◆ **Task prompt**:
Quote exactly, and only, the lines from the one with "of the glove" through the end of the listing.

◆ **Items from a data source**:
• • • •

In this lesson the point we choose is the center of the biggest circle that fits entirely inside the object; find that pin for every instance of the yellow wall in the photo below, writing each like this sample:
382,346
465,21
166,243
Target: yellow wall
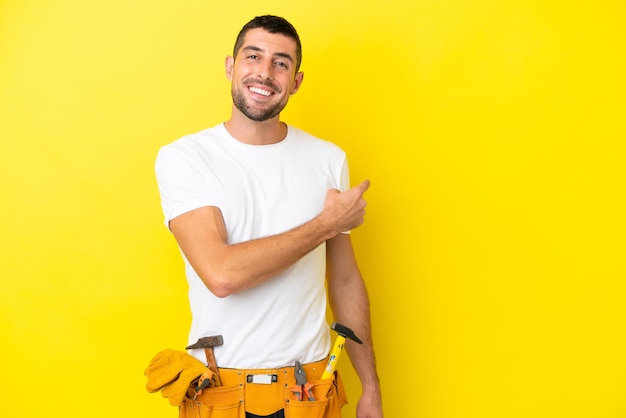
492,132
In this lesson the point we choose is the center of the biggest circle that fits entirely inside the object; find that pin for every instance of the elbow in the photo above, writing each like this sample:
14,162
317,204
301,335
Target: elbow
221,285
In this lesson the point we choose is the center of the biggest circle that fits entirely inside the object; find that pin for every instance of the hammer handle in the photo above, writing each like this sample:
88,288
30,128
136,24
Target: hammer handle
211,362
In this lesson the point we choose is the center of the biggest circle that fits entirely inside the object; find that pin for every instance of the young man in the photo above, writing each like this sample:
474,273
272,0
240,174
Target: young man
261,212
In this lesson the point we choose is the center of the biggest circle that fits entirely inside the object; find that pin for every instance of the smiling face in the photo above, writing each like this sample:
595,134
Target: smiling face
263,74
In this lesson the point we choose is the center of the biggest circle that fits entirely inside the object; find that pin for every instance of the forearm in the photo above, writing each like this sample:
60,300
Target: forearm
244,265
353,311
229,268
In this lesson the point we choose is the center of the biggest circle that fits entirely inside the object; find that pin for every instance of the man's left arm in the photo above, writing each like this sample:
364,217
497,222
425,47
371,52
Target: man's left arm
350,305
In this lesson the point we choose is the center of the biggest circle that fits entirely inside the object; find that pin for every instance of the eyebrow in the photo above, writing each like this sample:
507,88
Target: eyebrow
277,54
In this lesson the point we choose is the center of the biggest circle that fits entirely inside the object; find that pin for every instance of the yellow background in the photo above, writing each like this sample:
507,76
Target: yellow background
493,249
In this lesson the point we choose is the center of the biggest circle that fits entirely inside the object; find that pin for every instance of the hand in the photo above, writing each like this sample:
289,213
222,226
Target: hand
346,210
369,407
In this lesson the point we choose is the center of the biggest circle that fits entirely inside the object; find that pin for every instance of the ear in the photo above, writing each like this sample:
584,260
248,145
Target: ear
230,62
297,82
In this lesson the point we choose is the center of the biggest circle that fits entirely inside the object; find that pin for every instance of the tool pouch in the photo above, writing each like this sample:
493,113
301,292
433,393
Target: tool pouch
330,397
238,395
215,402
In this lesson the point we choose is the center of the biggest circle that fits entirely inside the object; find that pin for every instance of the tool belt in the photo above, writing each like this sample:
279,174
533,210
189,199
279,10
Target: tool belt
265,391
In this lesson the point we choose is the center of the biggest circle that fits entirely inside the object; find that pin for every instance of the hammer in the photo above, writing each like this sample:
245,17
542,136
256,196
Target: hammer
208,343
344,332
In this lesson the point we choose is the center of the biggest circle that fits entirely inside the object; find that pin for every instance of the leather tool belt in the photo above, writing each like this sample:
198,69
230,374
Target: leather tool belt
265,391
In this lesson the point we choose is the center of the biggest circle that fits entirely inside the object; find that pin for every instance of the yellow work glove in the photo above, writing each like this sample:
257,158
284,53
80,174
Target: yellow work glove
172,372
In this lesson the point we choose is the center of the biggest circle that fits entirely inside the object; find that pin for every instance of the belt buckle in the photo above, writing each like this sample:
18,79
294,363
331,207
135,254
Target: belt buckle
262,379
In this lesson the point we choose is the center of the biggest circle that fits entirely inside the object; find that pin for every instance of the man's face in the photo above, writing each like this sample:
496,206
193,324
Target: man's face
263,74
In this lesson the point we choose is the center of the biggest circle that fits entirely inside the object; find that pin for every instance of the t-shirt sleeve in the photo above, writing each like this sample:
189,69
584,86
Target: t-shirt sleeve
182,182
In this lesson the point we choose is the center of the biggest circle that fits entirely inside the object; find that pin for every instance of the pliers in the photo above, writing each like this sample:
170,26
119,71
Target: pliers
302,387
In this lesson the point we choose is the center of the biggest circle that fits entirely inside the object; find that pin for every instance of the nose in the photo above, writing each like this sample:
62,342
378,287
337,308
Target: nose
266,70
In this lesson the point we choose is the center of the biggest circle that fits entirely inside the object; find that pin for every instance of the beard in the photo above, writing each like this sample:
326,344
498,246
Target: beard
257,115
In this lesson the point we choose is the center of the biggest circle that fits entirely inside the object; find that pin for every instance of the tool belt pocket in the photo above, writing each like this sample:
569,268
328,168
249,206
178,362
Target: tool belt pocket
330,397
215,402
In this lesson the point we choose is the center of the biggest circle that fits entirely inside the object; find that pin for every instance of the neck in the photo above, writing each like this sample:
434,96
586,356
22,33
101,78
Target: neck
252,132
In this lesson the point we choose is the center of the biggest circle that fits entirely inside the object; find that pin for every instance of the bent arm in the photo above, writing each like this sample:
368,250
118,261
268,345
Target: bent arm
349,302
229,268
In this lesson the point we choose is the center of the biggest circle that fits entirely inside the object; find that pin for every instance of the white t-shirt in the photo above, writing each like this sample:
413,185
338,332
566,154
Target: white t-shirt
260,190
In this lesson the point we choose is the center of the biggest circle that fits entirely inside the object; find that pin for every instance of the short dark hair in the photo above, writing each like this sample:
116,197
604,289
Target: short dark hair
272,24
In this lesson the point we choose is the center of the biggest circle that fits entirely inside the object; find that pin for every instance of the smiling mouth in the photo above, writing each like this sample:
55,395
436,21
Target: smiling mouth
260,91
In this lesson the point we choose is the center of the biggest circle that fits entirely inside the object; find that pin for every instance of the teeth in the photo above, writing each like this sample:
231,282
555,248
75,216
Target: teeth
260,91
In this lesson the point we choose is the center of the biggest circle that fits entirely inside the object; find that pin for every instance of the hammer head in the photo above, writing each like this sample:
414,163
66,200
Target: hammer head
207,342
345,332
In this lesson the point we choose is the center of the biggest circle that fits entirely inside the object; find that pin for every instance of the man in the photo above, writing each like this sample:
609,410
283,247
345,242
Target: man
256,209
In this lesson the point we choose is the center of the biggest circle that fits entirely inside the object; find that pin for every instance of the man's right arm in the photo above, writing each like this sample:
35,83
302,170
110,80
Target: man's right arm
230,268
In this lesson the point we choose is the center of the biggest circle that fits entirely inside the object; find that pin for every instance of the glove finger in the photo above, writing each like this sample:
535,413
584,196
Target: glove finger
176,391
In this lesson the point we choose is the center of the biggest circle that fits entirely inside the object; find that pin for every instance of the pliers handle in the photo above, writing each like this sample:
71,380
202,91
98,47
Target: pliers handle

• • • •

◆ **Result of the exercise**:
In this lesson the point we choose is the center of the biggest circle that fits entirely inside the object; find that pin for every instance of the glove finger in the photo above, writing each like this sample:
535,413
584,196
Target: glove finger
176,391
In this lesson the point we choose is the center of the biggest circle that fits entirely inside the object; find that pin for every instance of the pliers handle in the photo above, writing each like this sample:
71,380
202,91
98,47
Target: pliers handle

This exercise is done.